Reading passage:
______________________________
The protection of the state justifies *any* infringement of individual liberty when the very existence of that state, and by extension the security of its people, is imperiled. Liberty is a luxury afforded by stability; when that stability is threatened, the prince's first duty is to preserve the body politic, even at the cost of individual freedoms. To hesitate in such moments, to cling to abstract notions of rights when the wolf is at the door, is to invite ruin and ensure that no liberties will remain for anyone.
The question of when the state may infringe upon individual liberty presumes a degree of knowledge and control that is, in reality, beyond our grasp. The notion that one can precisely calculate the necessary infringement for the sake of "protection" is, I would argue, a manifestation of the fatal conceit – the erroneous belief that human reason can design and direct the complex processes of society as one might engineer a machine. The state's coercive power, when wielded to achieve particular ends, invariably disrupts the delicate, emergent order that arises from individuals pursuing their own goals under general rules of just conduct.
Machiavelli’s counsel, while perhaps pragmatic in its historical context, overlooks the fundamental danger: that the very act of granting the state such broad license, even in perceived emergencies, sets a precedent that erodes the foundation of liberty. This leads not to perpetual security, but to the gradual construction of a system where the state dictates outcomes, ultimately undermining the spontaneous order that generates prosperity and, paradoxically, a more robust form of security. The "protection of the state" becomes a pretext for accumulating power, which inevitably leads down the road to serfdom.
______________________________
Data block:
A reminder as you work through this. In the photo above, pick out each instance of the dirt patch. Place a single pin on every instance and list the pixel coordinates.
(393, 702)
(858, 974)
______________________________
Aim A: In the passage on state power and liberty, why is granting the state broad license, even in perceived emergencies, considered dangerous? Answer in one to three sentences.
Aim B: From the passage on state power and liberty, extract the part that opens with the words containing "Machiavelli’s counsel, while" and closes with "road to serfdom.".
Aim C: Extend the passage on state power and liberty, picking up after its final sentence.
The listing was taken from a separate source and has no connection to the passage on state power and liberty.

Written response A: Granting that license sets a precedent that erodes the foundation of liberty. It leads to a system where the state dictates outcomes, which undermines the spontaneous order that generates prosperity and a more robust form of security. The "protection of the state" then becomes a pretext for accumulating power, which leads down the road to serfdom.

Written response B:
Machiavelli’s counsel, while perhaps pragmatic in its historical context, overlooks the fundamental danger: that the very act of granting the state such broad license, even in perceived emergencies, sets a precedent that erodes the foundation of liberty. This leads not to perpetual security, but to the gradual construction of a system where the state dictates outcomes, ultimately undermining the spontaneous order that generates prosperity and, paradoxically, a more robust form of security. The "protection of the state" becomes a pretext for accumulating power, which inevitably leads down the road to serfdom.

Written response C:
The justification for state infringement upon individual liberty hinges not on the perceived imminence of a threat, but on the *process* through which such infringements are decided and enacted. When the very possibility of a functioning society is at stake, certain liberties may indeed be temporarily curtailed. However, this cannot be a unilateral decree, but rather the outcome of a robust, inclusive, and rational discourse. The danger lies not in the *possibility* of infringement, but in the state's claim to absolute authority in defining such necessities.
Machiavelli's stark calculus, while acknowledging the primal need for security, divorces the act of preservation from the legitimacy of its means. Such a view presumes a sovereign who can infallibly discern the "greater good," a presumption I find deeply problematic. The "prince" is not a detached oracle but a participant in a social order. To claim that the state's existence justifies *any* infringement opens the door to the very tyranny that liberty is meant to guard against. The question is not *if* liberty can be restricted, but *under what conditions of legitimate deliberation* such restrictions gain normative force.
Hayek rightly identifies the "fatal conceit" in assuming perfect knowledge for targeted interventions. However, my concern extends beyond the unintended consequences of rationalistic planning to the institutional requirements for justly navigating situations of perceived crisis. The state can only claim legitimacy for infringements when these are demonstrably necessary for the continued possibility of self-governance, and when the decision-making process itself upholds principles of communicative rationality. The "emergent order" Hayek champions is precisely what a healthy public sphere aims to cultivate and protect, making it the very ground upon which legitimate restrictions, if absolutely unavoidable, might be debated and agreed upon. The ultimate safeguard is not the absence of coercive power, but the transparency and accountability of its exercise, rooted in the deliberative will of the governed.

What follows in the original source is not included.